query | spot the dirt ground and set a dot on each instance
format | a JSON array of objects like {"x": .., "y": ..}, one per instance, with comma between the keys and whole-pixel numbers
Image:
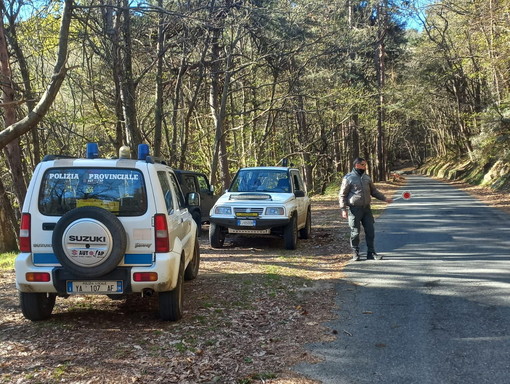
[{"x": 247, "y": 317}]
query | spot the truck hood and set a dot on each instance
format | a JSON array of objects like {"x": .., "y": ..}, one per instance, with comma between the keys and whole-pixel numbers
[{"x": 252, "y": 197}]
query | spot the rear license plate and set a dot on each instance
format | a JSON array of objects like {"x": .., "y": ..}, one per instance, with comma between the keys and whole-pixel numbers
[
  {"x": 246, "y": 223},
  {"x": 94, "y": 287},
  {"x": 250, "y": 231}
]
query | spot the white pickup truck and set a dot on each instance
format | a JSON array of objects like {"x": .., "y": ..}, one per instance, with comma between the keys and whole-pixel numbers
[{"x": 262, "y": 201}]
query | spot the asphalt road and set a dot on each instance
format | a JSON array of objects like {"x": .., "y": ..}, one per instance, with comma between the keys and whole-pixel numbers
[{"x": 437, "y": 308}]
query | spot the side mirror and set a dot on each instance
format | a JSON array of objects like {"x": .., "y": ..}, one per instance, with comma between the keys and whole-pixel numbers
[{"x": 193, "y": 199}]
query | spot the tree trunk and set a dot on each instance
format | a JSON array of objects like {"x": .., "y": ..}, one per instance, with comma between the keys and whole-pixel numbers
[
  {"x": 12, "y": 149},
  {"x": 158, "y": 112},
  {"x": 59, "y": 71},
  {"x": 128, "y": 88},
  {"x": 380, "y": 168},
  {"x": 218, "y": 101},
  {"x": 8, "y": 223}
]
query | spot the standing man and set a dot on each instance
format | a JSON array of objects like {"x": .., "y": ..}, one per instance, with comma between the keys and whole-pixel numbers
[{"x": 355, "y": 195}]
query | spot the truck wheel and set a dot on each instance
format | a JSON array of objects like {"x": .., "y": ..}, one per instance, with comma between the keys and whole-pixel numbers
[
  {"x": 290, "y": 234},
  {"x": 170, "y": 302},
  {"x": 305, "y": 232},
  {"x": 89, "y": 241},
  {"x": 191, "y": 271},
  {"x": 37, "y": 306},
  {"x": 216, "y": 236}
]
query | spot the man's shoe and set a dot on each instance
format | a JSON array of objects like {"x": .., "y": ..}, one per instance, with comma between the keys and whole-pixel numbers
[{"x": 373, "y": 256}]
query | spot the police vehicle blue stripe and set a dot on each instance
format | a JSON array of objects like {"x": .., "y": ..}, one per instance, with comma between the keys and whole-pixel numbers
[
  {"x": 138, "y": 258},
  {"x": 131, "y": 258}
]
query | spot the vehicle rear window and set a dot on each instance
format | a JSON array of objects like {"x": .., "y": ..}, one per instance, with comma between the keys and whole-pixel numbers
[{"x": 120, "y": 191}]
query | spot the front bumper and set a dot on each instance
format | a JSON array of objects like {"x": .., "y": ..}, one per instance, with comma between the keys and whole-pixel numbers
--*--
All lines from the one containing "query | spot the truck wheel" through the final line of the listing above are to be reproduced exactly; include both and add nothing.

Solution —
query | spot the truck wheel and set a dot on each instance
format | a JSON array of objects like {"x": .., "y": ..}, one per instance, with comma between the keys and whole-pixel numbers
[
  {"x": 290, "y": 234},
  {"x": 170, "y": 302},
  {"x": 305, "y": 232},
  {"x": 89, "y": 241},
  {"x": 191, "y": 271},
  {"x": 37, "y": 306},
  {"x": 216, "y": 236}
]
query | spot the man's shoe and set a dot on each instance
format | a JSON array of objects like {"x": .., "y": ..}, one per instance, with comma between the keys and whole-pixel numbers
[{"x": 373, "y": 256}]
query | spot the police vehicle blue stripe and set a dot on each instance
format | a JSON array of objects like {"x": .., "y": ..}, one per instance, with comma between the keys and whole-pixel numbers
[
  {"x": 138, "y": 258},
  {"x": 131, "y": 258}
]
query | spot the vehicle rear window and set a dot on each instance
format | a JSON array of objects like {"x": .., "y": ..}, one per instance, with comma between the keys and whole-pixel numbers
[{"x": 120, "y": 191}]
query | spot the front bumper and set a dot on each instance
format | a JSON array of objects like {"x": .., "y": ..}, one per instance, with comma between the keys and whole-pixel numbers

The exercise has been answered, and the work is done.